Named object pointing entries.
-=-=-

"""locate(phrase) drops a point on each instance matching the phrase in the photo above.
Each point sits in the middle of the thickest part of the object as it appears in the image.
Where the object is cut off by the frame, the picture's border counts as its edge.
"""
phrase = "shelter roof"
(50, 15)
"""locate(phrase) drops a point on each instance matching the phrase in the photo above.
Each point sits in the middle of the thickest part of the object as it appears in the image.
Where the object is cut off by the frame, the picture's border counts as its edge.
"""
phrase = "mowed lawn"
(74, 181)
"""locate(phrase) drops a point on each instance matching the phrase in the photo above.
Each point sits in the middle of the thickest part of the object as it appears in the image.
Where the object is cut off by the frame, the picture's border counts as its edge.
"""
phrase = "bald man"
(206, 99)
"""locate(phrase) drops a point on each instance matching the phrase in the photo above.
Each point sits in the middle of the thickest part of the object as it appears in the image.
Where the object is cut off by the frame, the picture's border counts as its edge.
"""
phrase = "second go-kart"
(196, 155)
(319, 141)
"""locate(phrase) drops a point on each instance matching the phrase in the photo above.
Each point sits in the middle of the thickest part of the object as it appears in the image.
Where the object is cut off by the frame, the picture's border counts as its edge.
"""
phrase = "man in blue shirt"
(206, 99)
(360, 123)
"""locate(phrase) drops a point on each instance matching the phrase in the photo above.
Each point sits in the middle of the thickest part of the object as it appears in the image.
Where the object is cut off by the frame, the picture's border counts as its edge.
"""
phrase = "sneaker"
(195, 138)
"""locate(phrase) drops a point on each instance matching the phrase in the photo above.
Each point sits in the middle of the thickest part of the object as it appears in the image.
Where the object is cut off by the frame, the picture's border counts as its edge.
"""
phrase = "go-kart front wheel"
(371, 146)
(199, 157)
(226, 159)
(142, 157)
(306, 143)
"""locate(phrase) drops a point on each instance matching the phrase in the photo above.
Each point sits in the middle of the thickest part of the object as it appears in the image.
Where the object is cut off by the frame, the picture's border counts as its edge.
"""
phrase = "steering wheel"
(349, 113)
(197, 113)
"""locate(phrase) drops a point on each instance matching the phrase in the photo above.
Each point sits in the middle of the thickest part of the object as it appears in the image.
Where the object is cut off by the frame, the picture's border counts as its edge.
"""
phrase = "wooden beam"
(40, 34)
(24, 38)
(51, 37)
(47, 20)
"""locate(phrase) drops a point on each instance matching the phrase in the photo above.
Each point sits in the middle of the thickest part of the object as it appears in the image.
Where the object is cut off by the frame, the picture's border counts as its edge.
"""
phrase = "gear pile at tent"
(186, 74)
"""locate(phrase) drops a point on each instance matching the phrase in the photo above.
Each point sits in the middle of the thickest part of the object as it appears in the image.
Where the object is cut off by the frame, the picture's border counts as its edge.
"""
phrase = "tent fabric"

-=-=-

WHAT YOU WILL DO.
Return all the data above once more, precisely as given.

THE RESULT.
"""locate(phrase) drops a point on each instance matching the phrase in the photo above.
Each point sits in the middle of the thickest part of the object as it appears in the image.
Where the object is cut off by the frame, the picture's border counts as its edge.
"""
phrase = "shelter roof"
(50, 15)
"""locate(phrase) drops a point on each instance matching the phrase in the photo above.
Each point sits in the middle of the thickest part of the object as it appears in the image.
Where the object is cut off by the frame, the picture's border counts as its edge.
"""
phrase = "mowed lawn"
(74, 181)
"""locate(phrase) drops a point on each instance matching the phrase in the photo above.
Each point sits in the middle of the thickest part of the object as it appears in the image.
Where the object is cut off by the frame, the picture's border counts as its edge.
"""
phrase = "bald man"
(206, 99)
"""locate(phrase) drops a point on each instance matching the phrase in the photo above.
Each point sits in the middle of the thickest part of the object as it appears in the image.
Where the object is cut off by the frame, the picture's border counts as its edge.
"""
phrase = "second go-kart"
(196, 155)
(319, 141)
"""locate(phrase) drops a point on each instance matching the phrase in the photo above.
Each point sits in the middle of the thickest part of the object as it appears in the image.
Where the object is cut off by the frame, the picture's border counts as its edge.
"""
phrase = "man in blue shirt"
(206, 99)
(360, 123)
"""locate(phrase) drops a point on each instance matching the phrase in the photo above.
Each point sits in the middle of the thickest part of the object as it appears in the image.
Where the object is cut off by the frame, the picture's border counts as its edge.
"""
phrase = "sneaker"
(195, 138)
"""locate(phrase) drops a point on each instance matching the phrase in the photo above.
Each point sits in the middle of the thickest part of the object as it appears in the image.
Where the object is cut off by the frame, the picture's border counts as its edge.
"""
phrase = "go-kart front wheel"
(371, 146)
(199, 157)
(226, 159)
(142, 157)
(306, 143)
"""locate(phrase) drops a point on each instance matching the phrase in the photo above.
Each point sits in the middle of the thickest part of the object as it appears in the image.
Where the object is cut off by the frame, the picture's border counts as its edge.
"""
phrase = "steering wheel"
(349, 113)
(197, 113)
"""locate(phrase) drops a point on each instance matching the phrase in the photo above.
Each point sits in the middle of the thickest part of the object as it appears in the image.
Where the object is cut off by the frame, the picture's border counts as its edge.
"""
phrase = "wooden beam"
(40, 34)
(24, 38)
(51, 37)
(47, 20)
"""locate(phrase) drops a point on each instance matching the phrase in the photo above.
Each point sits in the middle of the thickest part of the object as it appears in the image.
Where the object is cut off by the frame, the picture's border counts as its edge.
"""
phrase = "gear pile at tent"
(186, 74)
"""locate(phrase) drops a point on each instance matching the phrase in the photo above.
Each point sits in the middle of the thickest part of the object as it appears in the image.
Where the object is cut off by the frame, the picture's border counts as its edge.
"""
phrase = "tent fabric"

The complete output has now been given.